(Stored data entries)
══════════════════════════════

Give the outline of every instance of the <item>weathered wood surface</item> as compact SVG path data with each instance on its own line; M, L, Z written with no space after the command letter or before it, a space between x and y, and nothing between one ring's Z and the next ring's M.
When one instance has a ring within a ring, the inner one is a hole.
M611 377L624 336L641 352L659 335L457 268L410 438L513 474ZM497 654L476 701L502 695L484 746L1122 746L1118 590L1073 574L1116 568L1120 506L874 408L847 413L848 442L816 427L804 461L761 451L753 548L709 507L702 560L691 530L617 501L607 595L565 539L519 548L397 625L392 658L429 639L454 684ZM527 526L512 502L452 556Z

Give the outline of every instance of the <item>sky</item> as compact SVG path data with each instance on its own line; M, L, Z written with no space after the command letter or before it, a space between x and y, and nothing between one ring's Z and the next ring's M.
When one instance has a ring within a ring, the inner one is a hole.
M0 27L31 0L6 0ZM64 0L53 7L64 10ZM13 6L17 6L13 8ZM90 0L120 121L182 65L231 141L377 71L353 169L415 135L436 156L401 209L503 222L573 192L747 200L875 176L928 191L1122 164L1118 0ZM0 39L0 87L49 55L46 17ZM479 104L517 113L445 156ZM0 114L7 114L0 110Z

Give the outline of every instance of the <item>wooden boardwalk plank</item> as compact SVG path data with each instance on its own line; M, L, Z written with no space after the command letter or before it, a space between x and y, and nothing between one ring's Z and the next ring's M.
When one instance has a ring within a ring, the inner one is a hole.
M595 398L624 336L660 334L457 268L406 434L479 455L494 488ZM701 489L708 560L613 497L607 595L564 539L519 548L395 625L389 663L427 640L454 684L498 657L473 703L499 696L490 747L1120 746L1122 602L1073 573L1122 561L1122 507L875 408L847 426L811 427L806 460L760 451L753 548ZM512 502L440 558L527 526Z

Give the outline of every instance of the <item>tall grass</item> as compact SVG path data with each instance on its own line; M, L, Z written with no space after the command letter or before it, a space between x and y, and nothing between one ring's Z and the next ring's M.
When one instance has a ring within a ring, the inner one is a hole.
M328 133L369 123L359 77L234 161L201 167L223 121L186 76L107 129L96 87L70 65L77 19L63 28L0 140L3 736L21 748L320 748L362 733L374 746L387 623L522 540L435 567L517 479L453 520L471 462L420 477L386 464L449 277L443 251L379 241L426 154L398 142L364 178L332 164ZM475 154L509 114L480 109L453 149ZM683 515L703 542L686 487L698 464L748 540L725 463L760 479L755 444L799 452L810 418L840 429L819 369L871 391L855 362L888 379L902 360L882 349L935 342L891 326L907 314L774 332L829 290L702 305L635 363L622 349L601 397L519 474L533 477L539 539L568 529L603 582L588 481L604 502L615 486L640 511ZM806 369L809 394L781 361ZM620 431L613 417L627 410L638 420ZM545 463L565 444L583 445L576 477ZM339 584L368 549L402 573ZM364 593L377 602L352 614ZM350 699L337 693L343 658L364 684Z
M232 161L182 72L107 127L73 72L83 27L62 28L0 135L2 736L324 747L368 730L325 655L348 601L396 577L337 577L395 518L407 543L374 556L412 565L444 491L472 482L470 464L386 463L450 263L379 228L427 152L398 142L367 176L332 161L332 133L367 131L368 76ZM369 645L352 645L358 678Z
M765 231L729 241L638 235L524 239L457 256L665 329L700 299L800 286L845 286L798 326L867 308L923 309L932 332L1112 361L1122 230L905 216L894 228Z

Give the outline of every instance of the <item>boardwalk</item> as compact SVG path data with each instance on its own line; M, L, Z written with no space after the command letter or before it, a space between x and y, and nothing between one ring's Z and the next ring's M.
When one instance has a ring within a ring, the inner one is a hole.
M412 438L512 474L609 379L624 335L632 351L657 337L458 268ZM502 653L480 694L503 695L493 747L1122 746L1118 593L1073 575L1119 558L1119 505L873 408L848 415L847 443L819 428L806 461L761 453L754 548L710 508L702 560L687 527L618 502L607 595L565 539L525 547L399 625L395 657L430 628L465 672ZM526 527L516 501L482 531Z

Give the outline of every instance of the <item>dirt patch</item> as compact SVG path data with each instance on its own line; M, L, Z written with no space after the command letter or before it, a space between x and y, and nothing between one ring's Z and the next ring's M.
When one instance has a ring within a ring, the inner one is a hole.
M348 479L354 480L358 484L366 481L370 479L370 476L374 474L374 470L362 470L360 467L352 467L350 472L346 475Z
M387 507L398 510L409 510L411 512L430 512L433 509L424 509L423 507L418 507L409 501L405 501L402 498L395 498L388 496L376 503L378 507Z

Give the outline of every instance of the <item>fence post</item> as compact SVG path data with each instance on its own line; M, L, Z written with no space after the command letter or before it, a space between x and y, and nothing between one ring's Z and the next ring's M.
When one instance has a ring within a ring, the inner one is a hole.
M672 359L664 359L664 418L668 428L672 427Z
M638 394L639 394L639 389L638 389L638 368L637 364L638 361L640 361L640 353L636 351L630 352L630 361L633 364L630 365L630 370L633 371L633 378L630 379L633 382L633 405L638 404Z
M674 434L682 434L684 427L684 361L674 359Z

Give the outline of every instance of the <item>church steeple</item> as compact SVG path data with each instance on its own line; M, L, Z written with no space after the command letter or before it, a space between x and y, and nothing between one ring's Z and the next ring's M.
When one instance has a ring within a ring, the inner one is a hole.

══════════════════════════════

Written request: Repeat the data from its first line through the line that contains "M595 398L624 336L660", copying both ends and everything between them verbatim.

Exercise response:
Give the outline of every instance of the <item>weathered wood surface</item> as compact SVG path data with each instance on its own line; M, L, Z written with no space after the command letter or before it, a space between x and y, and nothing between one ring's Z and the next ring's M.
When one instance has a ring within a ring, the inner one is a hole.
M611 377L624 336L641 352L659 335L457 268L410 438L513 474ZM497 654L476 701L502 695L484 746L1122 746L1118 590L1073 574L1116 568L1120 506L874 408L847 413L848 442L816 427L804 461L761 451L753 548L709 507L702 560L691 530L617 501L607 595L565 539L519 548L397 625L392 658L429 639L454 684ZM527 526L512 502L452 556Z

Give the outline of every instance of the <item>sky</item> as compact SVG path data with each instance on its own line; M, L, Z written with no space after the command letter or before it, a space between x and y, and nothing between one ring's Z and the next ring's M.
When one instance has a ring within a ring, the inner one is a hole.
M0 27L31 0L6 0ZM64 0L53 7L64 10ZM13 6L17 6L13 8ZM90 0L120 121L182 65L231 141L377 71L353 169L415 135L436 156L401 209L503 222L573 192L747 200L875 176L928 191L1122 164L1118 0ZM0 39L0 87L49 55L46 17ZM479 104L517 113L445 156ZM0 114L7 114L0 110Z

Give the outline of every instance of the <item>wooden boardwalk plank</item> as compact SVG path data with each instance on its own line; M, L, Z written with no space after the command letter or before it, a space between x and y, and nothing between one ring's Z and the next ring's M.
When one instance has a ring within a ring, the inner one is a hole.
M595 398L624 336L660 334L457 268L406 434L479 455L494 488ZM701 489L708 560L613 497L607 595L564 539L519 548L395 625L389 663L427 640L454 684L498 657L473 703L499 696L490 747L1120 746L1122 602L1073 573L1122 561L1122 507L875 408L847 426L811 427L806 460L760 451L753 548ZM512 502L440 558L527 526Z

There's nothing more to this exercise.